*** Supplied data Section Begins ***
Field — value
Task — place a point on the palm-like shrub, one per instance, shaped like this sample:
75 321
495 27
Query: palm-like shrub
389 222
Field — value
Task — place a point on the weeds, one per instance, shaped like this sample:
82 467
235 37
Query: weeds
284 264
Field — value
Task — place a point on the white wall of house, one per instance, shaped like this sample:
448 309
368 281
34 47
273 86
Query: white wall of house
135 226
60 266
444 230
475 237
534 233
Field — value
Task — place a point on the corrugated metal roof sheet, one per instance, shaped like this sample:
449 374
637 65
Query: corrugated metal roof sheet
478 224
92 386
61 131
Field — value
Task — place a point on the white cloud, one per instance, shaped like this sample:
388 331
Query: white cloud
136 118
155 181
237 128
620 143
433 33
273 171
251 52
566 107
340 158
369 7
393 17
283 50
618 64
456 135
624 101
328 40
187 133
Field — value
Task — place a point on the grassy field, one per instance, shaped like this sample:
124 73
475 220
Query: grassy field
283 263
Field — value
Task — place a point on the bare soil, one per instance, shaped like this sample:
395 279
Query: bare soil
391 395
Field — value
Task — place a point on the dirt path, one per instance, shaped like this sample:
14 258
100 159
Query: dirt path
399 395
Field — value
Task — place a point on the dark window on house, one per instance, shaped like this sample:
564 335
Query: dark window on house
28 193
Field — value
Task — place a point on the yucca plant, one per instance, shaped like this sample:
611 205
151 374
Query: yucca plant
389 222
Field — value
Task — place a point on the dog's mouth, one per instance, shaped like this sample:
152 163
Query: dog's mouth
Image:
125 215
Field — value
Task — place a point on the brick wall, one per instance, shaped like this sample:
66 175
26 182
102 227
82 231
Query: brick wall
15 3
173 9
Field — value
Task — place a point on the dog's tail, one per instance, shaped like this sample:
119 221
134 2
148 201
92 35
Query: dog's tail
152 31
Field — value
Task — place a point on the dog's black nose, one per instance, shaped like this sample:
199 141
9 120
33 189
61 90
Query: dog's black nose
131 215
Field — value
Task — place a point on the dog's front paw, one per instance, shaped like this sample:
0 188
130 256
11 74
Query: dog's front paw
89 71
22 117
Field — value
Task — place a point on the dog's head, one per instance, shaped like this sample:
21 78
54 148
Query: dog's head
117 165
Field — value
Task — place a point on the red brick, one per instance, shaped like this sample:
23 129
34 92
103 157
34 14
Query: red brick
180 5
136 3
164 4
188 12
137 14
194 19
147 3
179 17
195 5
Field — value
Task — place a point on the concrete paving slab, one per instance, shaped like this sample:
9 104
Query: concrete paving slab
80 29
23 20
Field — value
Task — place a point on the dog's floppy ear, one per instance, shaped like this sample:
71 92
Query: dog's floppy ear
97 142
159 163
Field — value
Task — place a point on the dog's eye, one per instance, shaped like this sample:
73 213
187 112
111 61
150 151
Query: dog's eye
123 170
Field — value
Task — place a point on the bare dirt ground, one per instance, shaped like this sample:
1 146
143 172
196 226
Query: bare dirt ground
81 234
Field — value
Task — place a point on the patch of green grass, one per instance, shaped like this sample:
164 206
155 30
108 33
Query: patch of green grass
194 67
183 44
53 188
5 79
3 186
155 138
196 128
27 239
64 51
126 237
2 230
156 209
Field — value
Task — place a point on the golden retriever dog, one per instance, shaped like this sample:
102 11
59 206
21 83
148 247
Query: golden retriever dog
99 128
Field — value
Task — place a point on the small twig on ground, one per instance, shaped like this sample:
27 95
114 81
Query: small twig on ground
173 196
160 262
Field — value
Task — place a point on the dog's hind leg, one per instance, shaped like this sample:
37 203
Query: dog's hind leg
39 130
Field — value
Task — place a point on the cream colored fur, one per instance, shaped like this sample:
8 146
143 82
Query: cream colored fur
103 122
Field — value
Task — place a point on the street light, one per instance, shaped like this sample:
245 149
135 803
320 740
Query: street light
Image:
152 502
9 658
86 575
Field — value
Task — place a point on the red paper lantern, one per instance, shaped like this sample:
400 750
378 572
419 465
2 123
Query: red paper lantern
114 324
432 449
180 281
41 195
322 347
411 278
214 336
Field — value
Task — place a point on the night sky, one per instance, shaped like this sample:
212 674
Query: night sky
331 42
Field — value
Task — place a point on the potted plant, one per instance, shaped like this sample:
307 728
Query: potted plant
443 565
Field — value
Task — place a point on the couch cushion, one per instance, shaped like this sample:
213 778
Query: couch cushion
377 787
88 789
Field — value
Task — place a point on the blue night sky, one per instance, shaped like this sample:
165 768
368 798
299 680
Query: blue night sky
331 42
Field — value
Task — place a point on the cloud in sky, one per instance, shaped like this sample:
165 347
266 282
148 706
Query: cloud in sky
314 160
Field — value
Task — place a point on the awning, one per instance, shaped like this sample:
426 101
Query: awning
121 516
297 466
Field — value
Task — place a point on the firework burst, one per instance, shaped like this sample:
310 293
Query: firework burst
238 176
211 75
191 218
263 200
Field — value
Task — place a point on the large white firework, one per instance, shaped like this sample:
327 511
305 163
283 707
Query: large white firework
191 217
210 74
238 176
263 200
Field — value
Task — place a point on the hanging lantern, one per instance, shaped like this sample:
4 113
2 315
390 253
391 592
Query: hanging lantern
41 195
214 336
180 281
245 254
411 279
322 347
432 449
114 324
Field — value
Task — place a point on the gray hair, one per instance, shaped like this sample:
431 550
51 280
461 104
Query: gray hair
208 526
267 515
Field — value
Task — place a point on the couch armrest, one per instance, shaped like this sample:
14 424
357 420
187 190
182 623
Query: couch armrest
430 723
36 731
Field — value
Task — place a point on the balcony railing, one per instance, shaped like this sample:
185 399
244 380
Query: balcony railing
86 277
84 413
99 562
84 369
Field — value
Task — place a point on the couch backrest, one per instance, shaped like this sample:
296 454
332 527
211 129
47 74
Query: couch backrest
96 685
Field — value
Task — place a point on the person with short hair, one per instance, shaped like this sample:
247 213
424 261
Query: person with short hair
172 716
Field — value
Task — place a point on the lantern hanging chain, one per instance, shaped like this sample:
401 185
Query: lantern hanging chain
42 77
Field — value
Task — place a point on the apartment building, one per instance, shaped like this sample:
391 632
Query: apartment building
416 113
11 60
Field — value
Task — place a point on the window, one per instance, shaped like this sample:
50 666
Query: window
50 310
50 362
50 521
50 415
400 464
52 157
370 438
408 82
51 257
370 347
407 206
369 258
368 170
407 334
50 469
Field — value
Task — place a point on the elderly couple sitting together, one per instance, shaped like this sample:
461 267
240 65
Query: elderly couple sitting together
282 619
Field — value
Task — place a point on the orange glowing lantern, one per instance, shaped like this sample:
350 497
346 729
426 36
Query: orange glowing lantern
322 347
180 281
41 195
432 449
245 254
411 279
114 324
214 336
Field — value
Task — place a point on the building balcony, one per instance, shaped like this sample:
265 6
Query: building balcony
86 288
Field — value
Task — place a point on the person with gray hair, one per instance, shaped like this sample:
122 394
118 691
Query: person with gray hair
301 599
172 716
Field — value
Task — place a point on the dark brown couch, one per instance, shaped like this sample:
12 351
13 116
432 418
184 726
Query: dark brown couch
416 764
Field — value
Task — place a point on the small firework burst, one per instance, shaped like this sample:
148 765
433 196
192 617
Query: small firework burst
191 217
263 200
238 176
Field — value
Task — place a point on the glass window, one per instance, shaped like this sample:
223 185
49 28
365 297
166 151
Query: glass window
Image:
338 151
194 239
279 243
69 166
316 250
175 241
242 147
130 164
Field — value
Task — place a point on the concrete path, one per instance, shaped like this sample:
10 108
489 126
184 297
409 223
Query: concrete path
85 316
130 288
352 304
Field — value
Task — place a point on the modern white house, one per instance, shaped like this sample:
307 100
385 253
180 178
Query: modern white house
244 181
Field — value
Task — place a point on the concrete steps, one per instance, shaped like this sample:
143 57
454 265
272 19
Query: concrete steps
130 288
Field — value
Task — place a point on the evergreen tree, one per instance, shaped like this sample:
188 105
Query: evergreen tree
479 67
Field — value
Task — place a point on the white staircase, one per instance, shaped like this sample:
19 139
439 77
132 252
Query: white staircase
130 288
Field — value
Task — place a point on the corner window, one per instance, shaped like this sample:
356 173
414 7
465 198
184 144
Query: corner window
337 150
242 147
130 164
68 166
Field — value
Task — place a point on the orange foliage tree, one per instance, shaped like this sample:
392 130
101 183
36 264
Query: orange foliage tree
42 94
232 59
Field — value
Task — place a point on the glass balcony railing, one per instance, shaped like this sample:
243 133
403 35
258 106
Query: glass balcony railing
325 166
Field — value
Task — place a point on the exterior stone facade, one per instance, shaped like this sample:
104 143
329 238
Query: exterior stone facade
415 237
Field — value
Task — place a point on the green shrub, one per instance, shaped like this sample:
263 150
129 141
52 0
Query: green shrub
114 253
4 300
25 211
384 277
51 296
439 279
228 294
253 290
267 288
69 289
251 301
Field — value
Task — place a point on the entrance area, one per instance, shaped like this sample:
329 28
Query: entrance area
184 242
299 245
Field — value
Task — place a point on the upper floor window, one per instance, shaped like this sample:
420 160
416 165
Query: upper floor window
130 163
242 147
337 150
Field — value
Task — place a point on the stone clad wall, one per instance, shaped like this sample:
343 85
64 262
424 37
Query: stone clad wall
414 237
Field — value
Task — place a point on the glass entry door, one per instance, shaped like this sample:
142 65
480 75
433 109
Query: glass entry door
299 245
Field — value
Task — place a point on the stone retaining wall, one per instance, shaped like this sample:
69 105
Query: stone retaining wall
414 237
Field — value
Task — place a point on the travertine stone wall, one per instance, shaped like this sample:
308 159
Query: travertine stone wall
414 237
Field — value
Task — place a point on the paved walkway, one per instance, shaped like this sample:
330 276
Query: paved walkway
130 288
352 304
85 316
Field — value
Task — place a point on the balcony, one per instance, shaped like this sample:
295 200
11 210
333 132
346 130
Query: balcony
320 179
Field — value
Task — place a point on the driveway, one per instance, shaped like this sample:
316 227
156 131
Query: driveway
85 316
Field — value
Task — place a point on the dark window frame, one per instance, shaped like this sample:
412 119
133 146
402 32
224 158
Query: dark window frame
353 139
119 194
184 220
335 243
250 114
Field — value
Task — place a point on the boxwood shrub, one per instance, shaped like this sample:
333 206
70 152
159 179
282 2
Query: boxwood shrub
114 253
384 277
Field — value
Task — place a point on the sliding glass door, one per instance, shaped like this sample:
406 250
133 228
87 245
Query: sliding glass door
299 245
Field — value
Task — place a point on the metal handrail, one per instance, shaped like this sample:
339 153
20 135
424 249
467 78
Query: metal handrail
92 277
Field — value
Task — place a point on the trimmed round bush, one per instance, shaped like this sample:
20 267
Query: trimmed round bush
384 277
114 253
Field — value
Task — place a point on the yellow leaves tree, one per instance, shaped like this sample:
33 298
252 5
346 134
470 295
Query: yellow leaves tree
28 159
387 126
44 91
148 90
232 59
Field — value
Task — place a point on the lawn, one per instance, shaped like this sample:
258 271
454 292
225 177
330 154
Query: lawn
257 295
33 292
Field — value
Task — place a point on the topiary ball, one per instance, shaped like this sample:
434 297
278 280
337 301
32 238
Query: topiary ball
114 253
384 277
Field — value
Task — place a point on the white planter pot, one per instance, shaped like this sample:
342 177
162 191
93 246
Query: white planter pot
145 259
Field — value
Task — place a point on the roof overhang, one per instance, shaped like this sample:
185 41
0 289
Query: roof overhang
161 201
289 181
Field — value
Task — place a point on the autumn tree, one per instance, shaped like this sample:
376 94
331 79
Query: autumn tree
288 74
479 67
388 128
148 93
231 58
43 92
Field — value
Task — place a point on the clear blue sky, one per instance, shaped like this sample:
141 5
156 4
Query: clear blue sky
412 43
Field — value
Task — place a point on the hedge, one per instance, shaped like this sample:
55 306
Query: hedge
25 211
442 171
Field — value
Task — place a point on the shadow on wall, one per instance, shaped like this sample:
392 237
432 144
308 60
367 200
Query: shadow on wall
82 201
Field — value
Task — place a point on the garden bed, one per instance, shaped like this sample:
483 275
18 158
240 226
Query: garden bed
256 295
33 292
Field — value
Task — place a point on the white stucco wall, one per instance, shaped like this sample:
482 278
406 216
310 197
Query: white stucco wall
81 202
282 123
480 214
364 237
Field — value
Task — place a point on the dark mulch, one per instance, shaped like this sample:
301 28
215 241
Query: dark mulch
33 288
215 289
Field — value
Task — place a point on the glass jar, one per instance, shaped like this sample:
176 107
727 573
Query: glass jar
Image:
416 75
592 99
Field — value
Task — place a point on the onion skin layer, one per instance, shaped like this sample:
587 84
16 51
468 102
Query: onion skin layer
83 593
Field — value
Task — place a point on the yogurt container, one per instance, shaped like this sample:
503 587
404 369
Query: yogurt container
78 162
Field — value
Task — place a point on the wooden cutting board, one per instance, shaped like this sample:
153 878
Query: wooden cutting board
*** Supplied data Section Ends ***
Search the entries for the word "mouth". Copy every line where it occurs.

Task — place a point on the dog's mouth, one per instance, shaped like this sample:
Query: dog's mouth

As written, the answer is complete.